TEXT EXCERPT >>

==================================================

Reducing memory consumption for small p large N mixture model

Small p, large n: any tricks to reduce memory consumption? Here’s a simplified version of my model (two component mixture of a uniform + Beta):

data {
  int<lower=0> N;
  vector[N] x;
}
parameters {
  real<lower=0,upper=1> pi0;
  real<lower=0, upper=1> alpha;
  real<lower=1> beta;
}
model {
  vector[N] summands;
  for(i in 1:N) {
    summands[i] = log_sum_exp(log(pi0) + beta_lpdf(x[i] | 1, 1), log1m(pi0) + beta_lpdf(x[i] | alpha, beta));
  }
  target += sum(summands);
}

So I have only p=3 real parameters, but for my application in genetics N can be ~1e8. With N=1e7 x should occupy ballpark 80Mb, but running optimizing at this scale takes ~3Gb and a similar but slightly more involved model (https://github.com/davidaknowles/pisquared/blob/master/inst/stan/pi2.stan) takes 8Gb, and with roughly linear scaling (seemingly) in N this makes running with N=1e8 have a very heavy memory profile.

So, are there any tricks I could be employing to get the memory footprint down? My understanding is I can’t currently switch out double real for floats?

==================================================

AIM OF THE TASK >>
Continue the forum post about cutting memory use in a Stan mixture model, starting right after its last sentence.

==================================================

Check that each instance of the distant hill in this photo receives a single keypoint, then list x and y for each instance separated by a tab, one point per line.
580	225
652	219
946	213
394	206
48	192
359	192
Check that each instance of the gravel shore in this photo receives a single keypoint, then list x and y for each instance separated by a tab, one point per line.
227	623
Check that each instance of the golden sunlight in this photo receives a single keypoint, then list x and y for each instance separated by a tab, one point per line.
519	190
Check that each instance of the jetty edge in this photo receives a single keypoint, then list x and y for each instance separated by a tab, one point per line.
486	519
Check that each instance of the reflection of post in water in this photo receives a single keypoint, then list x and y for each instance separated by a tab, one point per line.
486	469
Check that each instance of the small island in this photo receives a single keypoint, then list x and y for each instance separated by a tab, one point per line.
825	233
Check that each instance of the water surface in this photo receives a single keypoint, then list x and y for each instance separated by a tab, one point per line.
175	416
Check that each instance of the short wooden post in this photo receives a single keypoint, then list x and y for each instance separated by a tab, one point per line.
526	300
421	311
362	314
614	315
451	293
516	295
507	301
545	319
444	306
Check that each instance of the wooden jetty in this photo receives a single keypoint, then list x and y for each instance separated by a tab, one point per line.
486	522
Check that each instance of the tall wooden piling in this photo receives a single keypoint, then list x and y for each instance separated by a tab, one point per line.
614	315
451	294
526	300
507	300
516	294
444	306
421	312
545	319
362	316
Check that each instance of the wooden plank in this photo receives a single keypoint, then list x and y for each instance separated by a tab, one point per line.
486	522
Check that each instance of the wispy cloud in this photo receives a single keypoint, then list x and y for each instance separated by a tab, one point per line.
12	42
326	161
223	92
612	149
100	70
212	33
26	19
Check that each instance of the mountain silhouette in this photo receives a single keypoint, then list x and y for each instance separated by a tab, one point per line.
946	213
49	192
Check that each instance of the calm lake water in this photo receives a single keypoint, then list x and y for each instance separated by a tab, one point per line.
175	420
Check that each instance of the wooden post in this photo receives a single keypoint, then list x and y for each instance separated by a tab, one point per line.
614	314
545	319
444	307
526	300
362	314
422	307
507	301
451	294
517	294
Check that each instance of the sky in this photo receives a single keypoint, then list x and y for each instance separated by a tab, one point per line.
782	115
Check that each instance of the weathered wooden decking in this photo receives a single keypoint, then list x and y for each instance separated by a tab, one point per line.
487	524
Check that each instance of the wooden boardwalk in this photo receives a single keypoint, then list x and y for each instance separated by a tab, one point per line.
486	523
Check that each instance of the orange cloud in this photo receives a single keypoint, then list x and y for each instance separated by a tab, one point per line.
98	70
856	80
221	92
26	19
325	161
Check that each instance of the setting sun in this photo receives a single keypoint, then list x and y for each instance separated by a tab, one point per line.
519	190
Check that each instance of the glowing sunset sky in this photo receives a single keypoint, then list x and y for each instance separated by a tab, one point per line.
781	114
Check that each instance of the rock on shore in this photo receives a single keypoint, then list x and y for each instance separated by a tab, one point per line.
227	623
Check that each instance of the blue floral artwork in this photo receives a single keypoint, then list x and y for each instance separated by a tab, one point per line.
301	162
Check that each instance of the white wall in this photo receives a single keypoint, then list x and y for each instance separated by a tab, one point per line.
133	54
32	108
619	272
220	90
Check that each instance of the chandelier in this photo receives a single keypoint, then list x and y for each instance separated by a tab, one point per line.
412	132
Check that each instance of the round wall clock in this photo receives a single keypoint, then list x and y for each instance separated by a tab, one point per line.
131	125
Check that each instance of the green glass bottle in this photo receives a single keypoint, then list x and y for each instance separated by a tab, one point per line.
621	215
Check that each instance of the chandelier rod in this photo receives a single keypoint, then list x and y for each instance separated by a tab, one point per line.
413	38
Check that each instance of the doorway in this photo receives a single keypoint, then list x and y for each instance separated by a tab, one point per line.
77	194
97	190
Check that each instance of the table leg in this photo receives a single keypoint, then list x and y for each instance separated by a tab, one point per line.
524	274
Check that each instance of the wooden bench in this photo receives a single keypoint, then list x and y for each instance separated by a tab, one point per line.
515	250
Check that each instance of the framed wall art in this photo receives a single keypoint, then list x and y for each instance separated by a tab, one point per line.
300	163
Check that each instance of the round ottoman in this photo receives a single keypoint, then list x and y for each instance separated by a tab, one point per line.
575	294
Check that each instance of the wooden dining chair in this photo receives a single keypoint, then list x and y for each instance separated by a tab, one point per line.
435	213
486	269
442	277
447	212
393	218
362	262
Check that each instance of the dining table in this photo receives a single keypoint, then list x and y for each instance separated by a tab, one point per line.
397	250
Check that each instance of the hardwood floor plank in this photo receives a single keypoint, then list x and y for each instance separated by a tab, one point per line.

==================================================

OUTPUT OF THE EXERCISE >>
Would it help to avoid building summand by doing target+= directly inside the loop?

My other guess would be vecotorizing the expression by not indexing x.

Ha, that’s actually how I had it originally (with target += inside the loop). The docs here suggest the summand version above should be preferable - from what I can tell it doesn’t make a difference. My attempt at reading the generated C++ suggests you end up getting the same thing.

I don’t know how to vectorize: beta_lpdf(x | 1, 1) gives the sum of individual log likelihood terms whereas you need the individual terms.

Shows what I know! Hadn’t seen that doc. Sorry, my implementation tricks are lacking. Curious to see what others see here.

No worries, thanks for the thought!

Maybe also negligible but you could calculate log(pi0) and log1m(pi0) outside the loop.

I think @rybern was still right. That doc is about local variables but target is a special accumulator object that does the vectorization optimization automatically.
But in general, yes, I think sum([a,b,c]) is a bit more memory-efficient that a+b+c.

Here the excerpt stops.